● Given exercise
Please copy the listing below with every "screenshot" switched to "image" and nothing else changed, leaving the pictures out of your copy.

Detection examples:
□ □ □ □ □

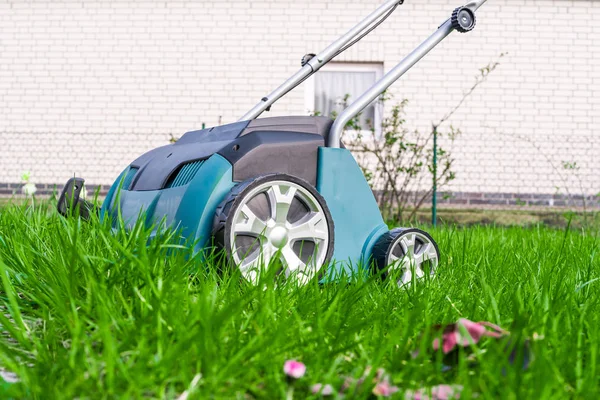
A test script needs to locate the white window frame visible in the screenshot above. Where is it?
[304,62,383,138]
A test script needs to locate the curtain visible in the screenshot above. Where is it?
[315,71,377,130]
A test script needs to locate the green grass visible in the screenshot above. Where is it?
[0,205,600,399]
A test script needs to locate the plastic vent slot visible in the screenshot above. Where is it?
[121,167,139,190]
[167,160,205,189]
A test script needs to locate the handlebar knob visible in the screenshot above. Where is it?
[451,7,475,33]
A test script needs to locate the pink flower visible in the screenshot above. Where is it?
[283,360,306,379]
[310,383,335,396]
[373,380,399,397]
[433,318,508,354]
[404,385,463,400]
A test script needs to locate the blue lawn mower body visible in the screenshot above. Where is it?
[58,0,485,284]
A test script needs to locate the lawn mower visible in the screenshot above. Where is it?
[58,0,486,285]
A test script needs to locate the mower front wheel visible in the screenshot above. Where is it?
[213,174,334,284]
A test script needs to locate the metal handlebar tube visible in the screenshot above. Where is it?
[239,0,404,121]
[327,0,487,148]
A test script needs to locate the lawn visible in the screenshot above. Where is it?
[0,204,600,399]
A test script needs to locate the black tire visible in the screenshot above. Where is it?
[212,174,335,279]
[371,228,440,279]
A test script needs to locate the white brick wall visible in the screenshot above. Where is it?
[0,0,600,197]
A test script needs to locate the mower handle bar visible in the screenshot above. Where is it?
[327,0,487,148]
[239,0,404,121]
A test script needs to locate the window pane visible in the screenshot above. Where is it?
[315,71,377,130]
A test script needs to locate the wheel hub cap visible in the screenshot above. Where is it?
[231,181,329,284]
[269,226,288,249]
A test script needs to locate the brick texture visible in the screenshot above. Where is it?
[0,0,600,200]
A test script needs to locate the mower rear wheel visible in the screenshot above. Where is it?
[373,228,440,286]
[213,174,334,284]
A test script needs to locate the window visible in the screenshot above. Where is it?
[305,63,383,136]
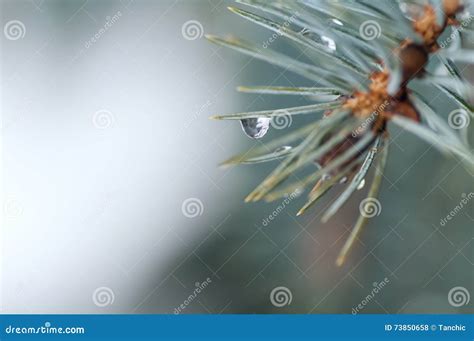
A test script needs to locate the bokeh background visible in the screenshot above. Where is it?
[0,0,474,314]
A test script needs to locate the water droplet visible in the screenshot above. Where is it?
[398,0,429,21]
[357,179,365,190]
[321,174,331,181]
[240,117,270,139]
[321,36,336,51]
[274,146,292,154]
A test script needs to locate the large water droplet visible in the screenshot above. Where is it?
[240,117,270,139]
[357,179,365,190]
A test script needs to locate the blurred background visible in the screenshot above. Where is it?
[0,0,474,314]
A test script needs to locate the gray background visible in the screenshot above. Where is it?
[0,0,474,313]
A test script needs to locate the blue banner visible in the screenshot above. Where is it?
[0,314,474,341]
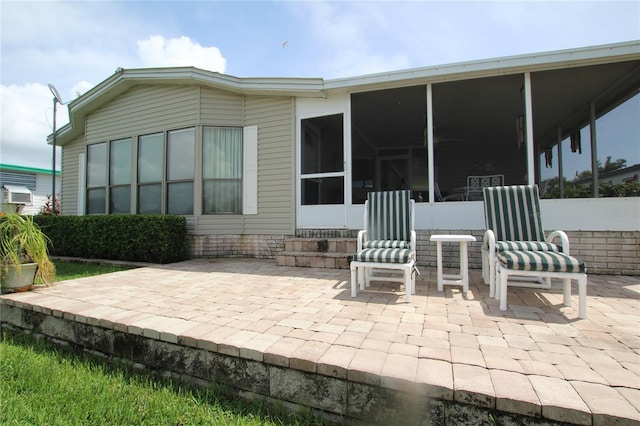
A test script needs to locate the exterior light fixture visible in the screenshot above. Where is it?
[49,83,64,206]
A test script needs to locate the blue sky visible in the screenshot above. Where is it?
[0,0,640,168]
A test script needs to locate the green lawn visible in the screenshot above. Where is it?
[0,336,323,426]
[54,261,132,281]
[5,262,336,426]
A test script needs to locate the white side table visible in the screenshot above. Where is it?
[429,235,476,293]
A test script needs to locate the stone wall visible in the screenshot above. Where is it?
[184,229,640,275]
[0,301,568,426]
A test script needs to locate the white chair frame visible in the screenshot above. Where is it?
[350,193,419,303]
[490,261,587,319]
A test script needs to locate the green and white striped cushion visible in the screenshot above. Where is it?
[362,240,410,249]
[496,241,562,253]
[367,190,411,241]
[353,248,414,263]
[497,250,587,272]
[482,185,545,241]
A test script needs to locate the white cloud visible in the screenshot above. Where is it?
[138,35,226,73]
[0,84,69,168]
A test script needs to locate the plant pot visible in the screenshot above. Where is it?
[0,263,38,294]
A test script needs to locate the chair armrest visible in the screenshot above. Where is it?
[358,229,367,251]
[547,231,569,255]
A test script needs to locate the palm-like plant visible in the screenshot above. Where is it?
[0,213,56,285]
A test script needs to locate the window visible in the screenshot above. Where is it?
[433,74,524,200]
[109,139,131,214]
[138,133,164,214]
[87,126,258,215]
[301,114,344,205]
[351,86,429,204]
[167,128,195,215]
[86,143,107,214]
[202,127,243,214]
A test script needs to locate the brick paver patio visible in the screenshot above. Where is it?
[0,259,640,424]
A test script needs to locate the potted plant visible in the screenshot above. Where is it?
[0,213,55,293]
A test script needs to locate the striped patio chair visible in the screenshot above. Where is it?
[482,185,587,318]
[350,191,417,302]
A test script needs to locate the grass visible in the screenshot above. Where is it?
[54,261,132,281]
[5,262,326,426]
[0,336,330,426]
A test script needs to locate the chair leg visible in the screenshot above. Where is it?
[496,269,509,311]
[564,278,571,306]
[489,263,500,299]
[409,264,417,294]
[578,274,587,319]
[351,263,359,297]
[402,264,413,303]
[482,251,491,285]
[487,258,500,299]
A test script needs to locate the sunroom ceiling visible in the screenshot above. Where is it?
[352,61,640,152]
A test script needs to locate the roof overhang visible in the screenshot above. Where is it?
[47,40,640,145]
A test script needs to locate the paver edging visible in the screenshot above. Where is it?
[0,299,624,424]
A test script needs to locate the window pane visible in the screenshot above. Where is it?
[87,188,107,214]
[301,114,344,174]
[202,127,242,179]
[167,129,195,180]
[109,186,131,214]
[138,133,164,183]
[167,182,193,215]
[302,177,344,206]
[351,85,429,204]
[87,143,107,187]
[596,94,640,197]
[202,180,242,214]
[433,74,524,200]
[109,139,131,185]
[138,184,162,214]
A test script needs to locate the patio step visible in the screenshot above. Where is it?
[276,238,357,269]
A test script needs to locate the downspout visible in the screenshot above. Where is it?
[524,72,535,185]
[589,101,600,198]
[427,83,436,203]
[558,127,564,198]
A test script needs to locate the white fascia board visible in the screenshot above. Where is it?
[324,41,640,91]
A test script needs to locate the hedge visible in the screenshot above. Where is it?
[34,214,187,263]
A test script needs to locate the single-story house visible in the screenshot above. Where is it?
[52,41,640,274]
[0,164,60,215]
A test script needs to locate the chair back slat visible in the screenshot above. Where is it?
[483,185,545,241]
[367,190,411,241]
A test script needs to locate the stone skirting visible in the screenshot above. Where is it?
[182,229,640,275]
[188,234,287,259]
[0,303,568,425]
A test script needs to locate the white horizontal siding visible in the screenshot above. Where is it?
[244,97,295,234]
[86,86,198,144]
[196,215,243,235]
[61,137,85,216]
[200,87,244,127]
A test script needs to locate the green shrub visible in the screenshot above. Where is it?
[34,215,187,263]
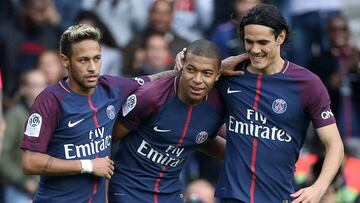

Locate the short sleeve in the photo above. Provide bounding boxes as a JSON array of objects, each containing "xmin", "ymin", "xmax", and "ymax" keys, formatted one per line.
[
  {"xmin": 305, "ymin": 78, "xmax": 336, "ymax": 129},
  {"xmin": 21, "ymin": 90, "xmax": 60, "ymax": 153}
]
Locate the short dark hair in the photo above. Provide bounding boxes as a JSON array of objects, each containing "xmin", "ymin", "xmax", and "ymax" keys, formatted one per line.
[
  {"xmin": 185, "ymin": 39, "xmax": 221, "ymax": 68},
  {"xmin": 60, "ymin": 24, "xmax": 101, "ymax": 58},
  {"xmin": 238, "ymin": 3, "xmax": 290, "ymax": 43}
]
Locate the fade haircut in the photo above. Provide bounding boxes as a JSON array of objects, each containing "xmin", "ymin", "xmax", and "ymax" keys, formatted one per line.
[
  {"xmin": 185, "ymin": 39, "xmax": 221, "ymax": 69},
  {"xmin": 238, "ymin": 3, "xmax": 290, "ymax": 44},
  {"xmin": 60, "ymin": 24, "xmax": 101, "ymax": 58}
]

□ □ □ □ □

● Output below
A test script needs to locate the white window frame visible in the image above. Where is it?
[304,62,383,138]
A test script needs to locate the curtain visible in the image above. Where is it?
[315,71,377,130]
A test script needs to locate the green grass visible in the image above. Where is it?
[0,205,600,399]
A test script needs to locate the plastic vent slot visible in the image above. Where is it?
[121,167,139,190]
[167,160,205,189]
A test script needs to locate the handlebar knob visible in the image above. Where is it?
[451,7,475,33]
A test script needs to locate the pink flower visible in the image above. Where is it?
[283,360,306,379]
[310,383,335,396]
[373,380,399,397]
[433,318,508,354]
[404,385,463,400]
A test script needs to locate the blue lawn mower body visible in the image above. Where is it?
[58,0,485,284]
A test script needs to locate the lawn mower visible in the image above. Where is it?
[58,0,486,285]
A test script needs to locate the mower front wheel visible in the image above. Where is it?
[213,174,334,284]
A test script needs to locate the metal handlebar tube visible in the image above. Where is it?
[239,0,404,121]
[327,0,487,148]
A test script needs to locate the lawn visible in the image above. Where is it?
[0,204,600,399]
A test script needs to locate the black tire visible in the image above. Where is it?
[212,174,335,279]
[371,228,440,279]
A test script needs to locate the white brick wall visible in the image above. Where is it?
[0,0,600,197]
A test script needs to locate the mower handle bar visible in the image above. Where is it?
[327,0,487,148]
[239,0,404,121]
A test script needs to locate the window pane visible in the image above. Where is it?
[315,71,377,130]
A test script needs to locate the wheel hub cap visible in the image above. Where is it?
[231,181,329,284]
[269,226,288,249]
A test script needs to locate the brick texture visible in the image above. Where is it?
[0,0,600,200]
A test script needs to locate the mower rear wheel visible in the image above. Where is it?
[373,228,440,286]
[213,174,334,284]
A test script needs to locate the window visible in the image above. Where is it?
[305,63,383,136]
A test script needs to locate the bokeh background visible in the image above. Where is it?
[0,0,474,314]
A test script needs to locate the water droplet visible in the image above. Where is it?
[398,0,429,21]
[357,179,365,190]
[321,174,331,181]
[240,117,270,139]
[321,36,336,51]
[274,146,292,154]
A test script needs to locate the large water droplet visible in the image above. Where is it?
[240,117,270,139]
[357,179,365,190]
A test script needs to locate the blurred background visible in the image above. Where is it?
[0,0,474,314]
A test script needs to locate the gray background visible in the image above. Where is it?
[0,0,474,313]
A test script needs to locate the blue banner visible in the image above. Where is it?
[0,314,474,341]
A test script needs to locate the exterior light fixture visible in the image above. Where is it?
[49,83,64,206]
A test script needs to locate the blue sky visible in the image above. Where is it?
[0,0,640,168]
A test script needs to locate the green lawn visible in the image above. Where is it?
[0,336,323,426]
[54,261,132,281]
[5,262,336,426]
A test script needs to locate the white side table visible in the image above. Where is it?
[429,235,476,293]
A test script needs to locate the stone wall visible in the image above. Where is it?
[184,229,640,275]
[0,301,568,426]
A test script needs to locate the white chair frame visible in the image above. Where is it?
[350,193,419,303]
[490,261,587,319]
A test script needs to locate the green and white striped cushion visible in the image above. Where is it?
[362,240,410,249]
[496,241,562,253]
[367,190,411,241]
[353,248,414,263]
[497,250,587,272]
[482,185,545,241]
A test script needs to locate the white cloud visible in the image above. Where is it?
[138,35,226,73]
[0,84,69,168]
A test script needs to locate the plant pot visible in the image above. Where is it?
[0,263,38,294]
A test script needs to locate the chair armrest visible in the image above. Where is it?
[358,229,367,251]
[547,231,569,255]
A test script needs to locate the palm-like plant visible in the image above. Where is it?
[0,213,56,285]
A test script needs to locate the window visible in the image above. Where is it?
[433,74,524,200]
[109,139,131,214]
[138,133,164,214]
[87,126,258,215]
[301,114,344,205]
[351,86,429,204]
[167,128,195,215]
[86,143,107,214]
[202,127,243,214]
A test script needs to locate the brick paver patio visible in the image above. Where is it?
[0,259,640,424]
A test script needs to locate the potted plant visible in the image above. Where is it?
[0,213,55,293]
A test script needs to locate the striped patio chair visible in the image above. Where is it?
[482,185,587,318]
[350,191,417,302]
A test script needs to locate the grass visible in the image above. Where is it?
[54,261,132,281]
[5,262,326,426]
[0,336,330,426]
A test script needs to locate the chair leg visible in the image above. Where is it?
[496,269,509,311]
[564,278,571,306]
[489,263,500,299]
[409,264,417,294]
[578,274,587,319]
[351,263,359,297]
[402,264,413,303]
[482,251,491,285]
[487,258,500,299]
A test script needs to locate the sunroom ceiling visible in the image above. Where is it?
[352,61,640,152]
A test script needs to locate the roof overhang visible in the image above. Where is it?
[47,40,640,145]
A test script needs to locate the paver edging visible in the image above. Where is it?
[0,299,624,424]
A test script needs to locate the window pane visible in the image above. Where is it?
[87,188,107,214]
[301,114,344,174]
[202,127,242,179]
[167,129,195,180]
[109,186,131,214]
[138,133,164,183]
[167,182,193,215]
[302,177,344,206]
[351,85,429,204]
[87,143,107,187]
[596,94,640,197]
[202,180,242,214]
[433,74,524,200]
[109,139,131,185]
[138,184,162,214]
A test script needs to locate the patio step visible in the image above. Where is it?
[276,238,357,269]
A test script needs to locate the downspout visible in the image above. Where is it?
[524,72,535,185]
[589,101,600,198]
[427,83,436,203]
[558,127,564,198]
A test script needs to locate the white fascia board visible in the image above. Where is it?
[324,41,640,91]
A test script needs to locate the hedge visible in the image above. Where is it?
[34,214,187,263]
A test script needs to locate the single-story house visible in the image above. Where is it?
[52,41,640,274]
[0,164,60,215]
A test script needs to locate the chair back slat visible in the image above. Where is it?
[483,185,545,241]
[367,190,411,241]
A test script needs to locate the stone skirting visible in the image above. Where is it?
[182,229,640,275]
[188,234,287,259]
[0,303,568,425]
A test script needs to locate the white horizontal siding visible in the image above. Where is it?
[244,97,295,234]
[86,86,198,144]
[196,215,243,235]
[61,137,85,216]
[200,87,244,127]
A test script needs to locate the green shrub visible in the image above. Where is it?
[34,215,187,263]

Locate the short sleeve in the photo above. Provide bounding boxes as a JSON array of objects, each containing "xmin", "ymin", "xmax", and "ymax" keys, formatted one per line.
[
  {"xmin": 305, "ymin": 78, "xmax": 336, "ymax": 129},
  {"xmin": 21, "ymin": 90, "xmax": 60, "ymax": 153}
]
Locate the short dark hair in the photo above. Provide bounding boxes as a JSON array of objects, each containing "xmin", "ymin", "xmax", and "ymax" keys, formatted one per line.
[
  {"xmin": 185, "ymin": 39, "xmax": 221, "ymax": 68},
  {"xmin": 60, "ymin": 24, "xmax": 101, "ymax": 58},
  {"xmin": 238, "ymin": 3, "xmax": 290, "ymax": 43}
]
Locate the fade haircut in the photo above. Provide bounding boxes as a JSON array of objects, each containing "xmin", "ymin", "xmax", and "ymax" keys, formatted one per line.
[
  {"xmin": 185, "ymin": 39, "xmax": 221, "ymax": 69},
  {"xmin": 238, "ymin": 3, "xmax": 290, "ymax": 44},
  {"xmin": 60, "ymin": 24, "xmax": 101, "ymax": 58}
]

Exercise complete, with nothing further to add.